--- START Source document ---

Underbrace in LaTeX

  1. I'd like to typeset an expression like,

    [tex]a + b + c + d = e[/tex]

    The problem is I'd like to use multiple underbraces (or perhaps overbraces) which may also overlap. For example,

    [tex]\underbrace{a + b}_\textrm{brace 1} + c + d = e[/tex]

    is the first brace. But I'd also like to have a second brace which underlines b, c, and d (and lies below the first brace).

    How would I do that?
     
  2. jcsd
  3. CRGreathouse

    CRGreathouse 3,682
    Science Advisor
    Homework Helper

    [tex]\underbrace{\underbrace{a + b}_\textrm{brace 1} + c + d}_\textrm{brace 2}= e[/tex]
     
  4. cristo

    cristo 8,394
    Staff Emeritus
    Science Advisor

    I originally did that (but then deleted it). He is asking for the brace to start under b and end at d.
     
  5. alphysicist

    alphysicist 2,249
    Homework Helper

    Hi rsq_a,


    How about these:

    [tex]
    a + \underbrace{b \makebox[0pt][r]{$\displaystyle{\underbrace{\phantom{a+b}}_\textrm{brace 1}}$}
    + c + d}_\textrm{brace 2} = e
    [/tex]




    [tex]
    \underbrace{a + \makebox[0pt][l]{$\displaystyle{\underbrace{\phantom{b+c+d}}_\textrm{ brace 2}}$} b}_\textrm{brace 1} + c + d = e
    [/tex]




    [tex]
    \underbrace{a + \makebox[0pt][l]{$\displaystyle{\overbrace{\phantom{b+c+d}}^\textrm{ brace 2}}$} b}_\textrm{brace 1} + c + d = e
    [/tex]


    You can say that the makebox command here is causing the inner brace to have a width of zero, for the purpose of calculating the outer brace. Let me show you the steps:

    Let's say you start with this bit of Latex code:

    {\rm neutrons} + {\rm protons} + {\rm electrons}

    which if you Latex it gives the output:

    [tex]
    {\rm neutrons} + {\rm protons} + {\rm electrons}
    [/tex]

    Now put in the first underbrace:

    {\rm neutrons} + \underbrace{ {\rm protons} + {\rm electrons} }_{\rm charged}

    output:

    [tex]
    {\rm neutrons} + \underbrace{ {\rm protons} + {\rm electrons} }_{\rm charged}
    [/tex]


    So that's good. Now create a zero width box at the point where one end of the second underbrace goes, like this (with the new stuff in bold):

    {\rm neutrons} + \underbrace{ {\rm protons}
    \makebox[0pt][r]{$\underbrace{ {\rm neutrons} + {\rm protons} }_{\rm nucleons} }+ {\rm electrons} }_{\rm charged}

    output:

    [tex]
    {\rm neutrons} + \underbrace{ {\rm protons}
    \makebox[0pt][r]{$\underbrace{ {\rm neutrons} + {\rm protons} }_{\rm nucleons} }
    + {\rm electrons} }_{\rm charged}
    [/tex]



    I noticed that this last version looks fine on the forum, but what's really happening is that there are two copies of {\rm neutrons} + {\rm protons}; they are just right on top of each other. Sometimes they won't line up perfectly, so to make sure that you never see the duplicate contents, you can use the phantom command:

    {\rm neutrons} + \underbrace{ {\rm protons}
    \makebox[0pt][r]{$\underbrace{ \phantom{ {\rm neutrons} + {\rm protons} } }_{\rm nucleons} }+ {\rm electrons} }_{\rm charged}

    output:

    [tex]
    {\rm neutrons} + \underbrace{ {\rm protons}
    \makebox[0pt][r]{$\underbrace{ \phantom{ {\rm neutrons} + {\rm protons}} }_{\rm nucleons} }
    + {\rm electrons} }_{\rm charged}
    [/tex]


    Depending on what is in your equation, you might also want to use the displaystyle command right after the $ in the makebox (like I have in my first several examples). Also in my own work I have sometimes had to explicitly add a space or two to make everything line up correctly.

--- END Source document ---
--- START Recorded data ---

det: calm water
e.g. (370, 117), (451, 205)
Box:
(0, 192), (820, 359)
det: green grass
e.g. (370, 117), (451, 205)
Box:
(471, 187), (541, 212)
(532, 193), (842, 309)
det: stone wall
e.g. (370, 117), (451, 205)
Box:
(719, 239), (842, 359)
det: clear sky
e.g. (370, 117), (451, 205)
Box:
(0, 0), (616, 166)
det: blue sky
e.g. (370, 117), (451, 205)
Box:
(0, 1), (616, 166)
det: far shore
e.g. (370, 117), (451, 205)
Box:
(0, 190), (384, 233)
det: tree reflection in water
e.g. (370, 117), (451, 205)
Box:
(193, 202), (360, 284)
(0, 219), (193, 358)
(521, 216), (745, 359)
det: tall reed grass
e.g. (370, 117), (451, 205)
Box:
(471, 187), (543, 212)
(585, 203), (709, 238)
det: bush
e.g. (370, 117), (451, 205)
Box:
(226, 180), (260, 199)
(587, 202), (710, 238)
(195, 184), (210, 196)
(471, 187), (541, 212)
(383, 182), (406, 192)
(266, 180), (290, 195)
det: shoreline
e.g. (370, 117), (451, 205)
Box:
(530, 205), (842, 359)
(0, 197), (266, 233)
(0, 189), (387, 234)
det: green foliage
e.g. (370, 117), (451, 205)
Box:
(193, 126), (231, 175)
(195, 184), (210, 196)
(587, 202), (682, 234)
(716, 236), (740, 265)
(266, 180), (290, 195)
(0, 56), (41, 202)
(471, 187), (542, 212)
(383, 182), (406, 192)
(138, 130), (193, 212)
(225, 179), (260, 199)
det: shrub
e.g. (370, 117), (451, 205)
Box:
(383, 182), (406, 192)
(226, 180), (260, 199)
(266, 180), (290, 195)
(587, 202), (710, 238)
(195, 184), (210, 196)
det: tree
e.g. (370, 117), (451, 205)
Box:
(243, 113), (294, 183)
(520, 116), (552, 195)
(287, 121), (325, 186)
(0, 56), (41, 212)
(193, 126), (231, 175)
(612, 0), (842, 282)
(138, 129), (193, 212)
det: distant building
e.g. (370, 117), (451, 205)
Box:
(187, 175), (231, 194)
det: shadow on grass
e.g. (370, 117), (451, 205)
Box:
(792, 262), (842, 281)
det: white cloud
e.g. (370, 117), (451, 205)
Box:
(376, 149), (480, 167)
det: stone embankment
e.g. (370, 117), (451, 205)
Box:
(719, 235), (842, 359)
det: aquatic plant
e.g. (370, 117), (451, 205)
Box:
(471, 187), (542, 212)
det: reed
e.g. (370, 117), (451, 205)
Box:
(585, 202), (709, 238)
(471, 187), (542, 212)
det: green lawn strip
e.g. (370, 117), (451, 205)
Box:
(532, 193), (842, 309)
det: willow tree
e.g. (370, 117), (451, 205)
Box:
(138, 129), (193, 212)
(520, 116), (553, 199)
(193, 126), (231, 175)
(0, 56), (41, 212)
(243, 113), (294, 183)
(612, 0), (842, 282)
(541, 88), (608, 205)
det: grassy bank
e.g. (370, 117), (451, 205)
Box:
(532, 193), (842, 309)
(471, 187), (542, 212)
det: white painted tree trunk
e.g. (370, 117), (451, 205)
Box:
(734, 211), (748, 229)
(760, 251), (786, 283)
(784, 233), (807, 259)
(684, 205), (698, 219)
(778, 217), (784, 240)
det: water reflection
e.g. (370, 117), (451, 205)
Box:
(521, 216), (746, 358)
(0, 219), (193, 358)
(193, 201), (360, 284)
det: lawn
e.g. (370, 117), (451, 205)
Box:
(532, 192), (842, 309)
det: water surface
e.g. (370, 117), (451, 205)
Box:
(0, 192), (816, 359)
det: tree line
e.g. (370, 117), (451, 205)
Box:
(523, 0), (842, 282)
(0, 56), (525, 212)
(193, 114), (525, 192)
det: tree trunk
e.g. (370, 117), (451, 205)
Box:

--- END Recorded data ---

● What you need to do
1/ In the forum thread on overlapping underbraces in LaTeX, what effect does alphysicist say the makebox command has on the inner brace?
2/ Extend the forum thread on overlapping underbraces in LaTeX past its final sentence.

● Results for the exercise
1/ It gives the inner brace a width of zero for the purpose of calculating the outer brace.

2/
     
  6. I forgot to thank you for this (have yet to return to writing). I also spotted this in a Wikipedia article -- not as easy as your technique (and not the kind of braces I wanted), but it'd be nice to keep the info for future reference:

    [tex]
    \overbrace{\rho \Big(
    \underbrace{\frac{\partial \mathbf{v}}{\partial t}}_{
    \begin{smallmatrix}
    \text{Unsteady}\\
    \text{acceleration}
    \end{smallmatrix}} +
    \underbrace{\mathbf{v} \cdot \nabla \mathbf{v}}_{
    \begin{smallmatrix}
    \text{Convective} \\
    \text{acceleration}
    \end{smallmatrix}}\Big)}^{\text{Inertia}} =
    \underbrace{-\nabla p}_{
    \begin{smallmatrix}
    \text{Pressure} \\
    \text{gradient}
    \end{smallmatrix}} +
    \underbrace{\mu \nabla^2 \mathbf{v}}_{\text{Viscosity}} +
    \underbrace{\mathbf{f}}_{
    \begin{smallmatrix}
    \text{Other} \\
    \text{forces}
    \end{smallmatrix}}
    [/tex]
     
  7. Can somebody tell me that in previous examples what does the $ sign do before the \underbrace tag? At first I thought it's a typo.
     
  8. And I get the following error message for
    $$
    {\rm neutrons} + \underbrace{ {\rm protons}
    \makebox[0pt][r]{$\underbrace{ {\rm neutrons} + {\rm protons} }_{\rm nucleons} }+ {\rm electrons} }_{\rm charged}
    $$


    ! Missing $ inserted.
    <inserted text>
    $
    l.14 + {\rm electrons} }
    _{\rm charged}
    ?
     
  9. Of course I was using my local LaTex installation.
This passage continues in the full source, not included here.